■ **WHAT TO PRODUCE**
Please rewrite the data below, swapping "hockey stick" for "golf club" and leaving everything else unchanged.
## start DATA FOR THE TASK
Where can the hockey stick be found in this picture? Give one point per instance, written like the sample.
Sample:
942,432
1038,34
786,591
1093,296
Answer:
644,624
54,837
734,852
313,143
## end DATA FOR THE TASK
■ **REPLY TO THE EXERCISE**
Where can the golf club be found in this picture? Give one point per instance, written like the sample.
Sample:
942,432
1038,34
786,591
1093,296
Answer:
644,624
54,837
734,852
313,143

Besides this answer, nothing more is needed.